-- ЗАДАНИЕ 1 --
Перепишите записи между строкой, содержащей «target | window tint», и концом записей включительно, заменив «utility pole» на «lamp post». Всё остальное должно остаться без изменений.

-- ИСХОДНЫЙ ТЕКСТ --
☆ ☆ ☆ ☆ ☆ ☆ ☆

В «Даме с собачкой» у Чехова есть фраза: «Ехали целый день». Ёмкая фраза. Как читатель вы можете представить, дофантазировать, что происходило с вашими героями в этот долгий день. Как показать в это в кино? Можно, конечно, прочитать текст за кадром, но можно (и так решил Хейфиц) показать это на экране средствами экрана, но так, чтобы сцена была близка чеховскому настроению, духу чеховской прозы. Так появился в фильме эпизод «в дилижансе». В рассказе такой сцены нет, и сделана она своими, кинематографическими средствами. Или, например, долгое хождение Гурова вдоль длинного глухого забора и неожиданный, непонятно кем брошенный «снежок» ему в спину создают ощущение тоски и безнадёжности.

Но когда в этом фильме режиссёр, следуя авторскому тексту буквально, «поставил» в гостиничном номере статуэтку – «всадник на лошади, у которого была поднята рука со шляпой, а голова отбита», «серую от пыли статуэтку», которую машинально рассматривает Гуров, то желаемого впечатления эта деталь не произвела. Наверное, и здесь нужно было своими средствами создать это ощущение безнадёжности и тоски от убогого номера убогой провинциальной гостиницы, от всей этой скуки, пыли, серости, о которых писал Чехов.

 

Передачи, посвящённые классикам русской литературы И. С. Тургеневу, А. С. Пушкину, А. И. Герцену, Н. А. Некрасову, подготовленные вами в рамках учебной программы Центрального телевидения, составили своеобразную серию. Не могли бы вы рассказать, как готовились эти передачи?

- Первая передача такого плана сделана была лет двадцать назад. Тогда ещё представить себе было трудно, что человека можно «посадить в кадр» и что он будет тогда в кадре говорить без «зрительного ряда». Тем не менее мы сделали тогда такую передачу. Мне было предложено редакцией стать автором и ведущей передачи, посвящённой творчеству Веры Фёдоровны Пановой. Эта работа осталась у меня в памяти не своим экранным результатом, а глубоким впечатлением от встречи с умным, тонким и талантливым человеком – Верой Фёдоровной. Многие её рассказы и повести мне захотелось прочитать именно после этой встречи.

☆ ☆ ☆ ☆ ☆ ☆ ☆

-- ИЗВЛЕЧЁННЫЕ ДАННЫЕ --
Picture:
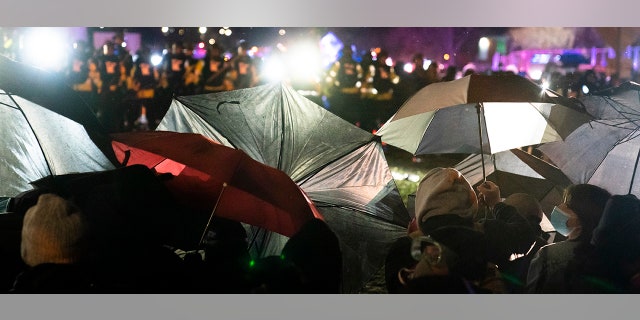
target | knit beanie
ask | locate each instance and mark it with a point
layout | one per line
(445, 191)
(53, 232)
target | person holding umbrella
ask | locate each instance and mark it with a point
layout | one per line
(445, 198)
(583, 205)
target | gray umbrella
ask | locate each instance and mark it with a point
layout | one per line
(341, 167)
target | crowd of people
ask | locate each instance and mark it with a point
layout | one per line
(105, 233)
(112, 232)
(468, 242)
(129, 92)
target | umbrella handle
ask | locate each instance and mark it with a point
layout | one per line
(479, 110)
(204, 233)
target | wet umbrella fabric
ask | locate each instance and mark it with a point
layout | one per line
(37, 142)
(210, 177)
(516, 171)
(512, 112)
(50, 90)
(605, 151)
(340, 166)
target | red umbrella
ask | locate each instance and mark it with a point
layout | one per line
(225, 181)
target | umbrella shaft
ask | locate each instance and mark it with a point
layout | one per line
(479, 111)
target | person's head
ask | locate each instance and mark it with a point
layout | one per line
(584, 204)
(527, 205)
(451, 252)
(444, 193)
(243, 48)
(54, 231)
(315, 249)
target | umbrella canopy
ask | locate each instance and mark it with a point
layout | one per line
(340, 166)
(621, 102)
(480, 114)
(605, 151)
(37, 142)
(516, 171)
(214, 178)
(50, 90)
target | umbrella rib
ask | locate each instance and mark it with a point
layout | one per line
(190, 107)
(322, 204)
(282, 127)
(44, 155)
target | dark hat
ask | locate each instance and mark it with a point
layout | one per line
(444, 191)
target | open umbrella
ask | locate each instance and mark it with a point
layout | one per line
(605, 151)
(341, 167)
(516, 171)
(50, 91)
(37, 142)
(481, 114)
(216, 179)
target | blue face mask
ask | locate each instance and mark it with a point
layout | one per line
(558, 219)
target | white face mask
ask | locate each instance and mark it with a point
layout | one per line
(558, 219)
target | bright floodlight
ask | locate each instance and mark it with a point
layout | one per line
(156, 59)
(304, 61)
(45, 48)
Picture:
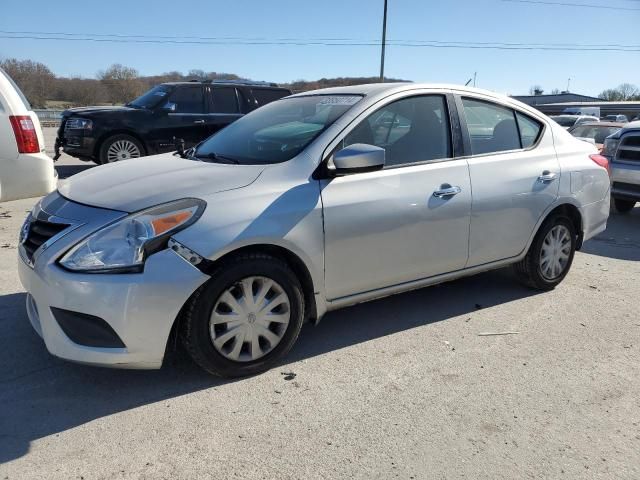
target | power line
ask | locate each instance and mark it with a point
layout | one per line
(567, 4)
(416, 44)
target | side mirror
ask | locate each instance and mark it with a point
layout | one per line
(169, 107)
(357, 158)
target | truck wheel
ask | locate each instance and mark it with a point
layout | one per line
(624, 206)
(243, 320)
(120, 147)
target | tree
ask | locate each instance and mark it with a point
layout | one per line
(121, 83)
(536, 90)
(621, 93)
(34, 79)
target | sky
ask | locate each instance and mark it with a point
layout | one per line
(474, 22)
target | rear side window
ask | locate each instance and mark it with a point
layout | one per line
(266, 95)
(224, 100)
(24, 100)
(492, 128)
(188, 100)
(529, 129)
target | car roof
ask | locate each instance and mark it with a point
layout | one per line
(601, 124)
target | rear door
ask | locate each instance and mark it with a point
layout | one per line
(183, 117)
(515, 176)
(223, 107)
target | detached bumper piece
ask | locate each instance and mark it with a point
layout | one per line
(87, 330)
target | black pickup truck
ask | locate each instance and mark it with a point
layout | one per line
(154, 122)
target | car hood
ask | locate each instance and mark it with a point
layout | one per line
(96, 110)
(135, 184)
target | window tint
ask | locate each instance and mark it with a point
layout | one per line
(492, 128)
(223, 100)
(529, 129)
(411, 130)
(187, 100)
(265, 95)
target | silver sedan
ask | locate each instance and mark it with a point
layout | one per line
(312, 203)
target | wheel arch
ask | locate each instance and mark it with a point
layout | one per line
(112, 133)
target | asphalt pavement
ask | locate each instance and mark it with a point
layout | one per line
(403, 387)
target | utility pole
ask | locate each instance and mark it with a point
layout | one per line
(384, 41)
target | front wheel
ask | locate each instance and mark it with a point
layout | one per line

☆ ☆ ☆ ☆ ☆ ☆ ☆

-- ЗАДАНИЕ 2 --
Ответьте на вопросы по исходному тексту.
(a) Как называется эпизод, который появился в фильме, хотя в рассказе такой сцены нет?
(b) Какую статуэтку режиссёр поставил в гостиничном номере?
(c) Чьему творчеству была посвящена передача, автором и ведущей которой предложили стать рассказчице?

-- РЕШЕНИЕ 1 --
target | window tint
ask | locate each instance and mark it with a point
layout | one per line
(492, 128)
(223, 100)
(529, 129)
(411, 130)
(187, 100)
(265, 95)
target | silver sedan
ask | locate each instance and mark it with a point
layout | one per line
(312, 203)
target | wheel arch
ask | locate each instance and mark it with a point
layout | one per line
(112, 133)
target | asphalt pavement
ask | locate each instance and mark it with a point
layout | one per line
(403, 387)
target | lamp post
ask | locate each instance and mark it with a point
layout | one per line
(384, 41)
target | front wheel
ask | locate each instance and mark it with a point
layout | one per line

-- РЕШЕНИЕ 2 --
(a) Эпизод «в дилижансе».
(b) Серую от пыли статуэтку всадника на лошади с поднятой рукой со шляпой и отбитой головой.
(c) Творчеству Веры Фёдоровны Пановой.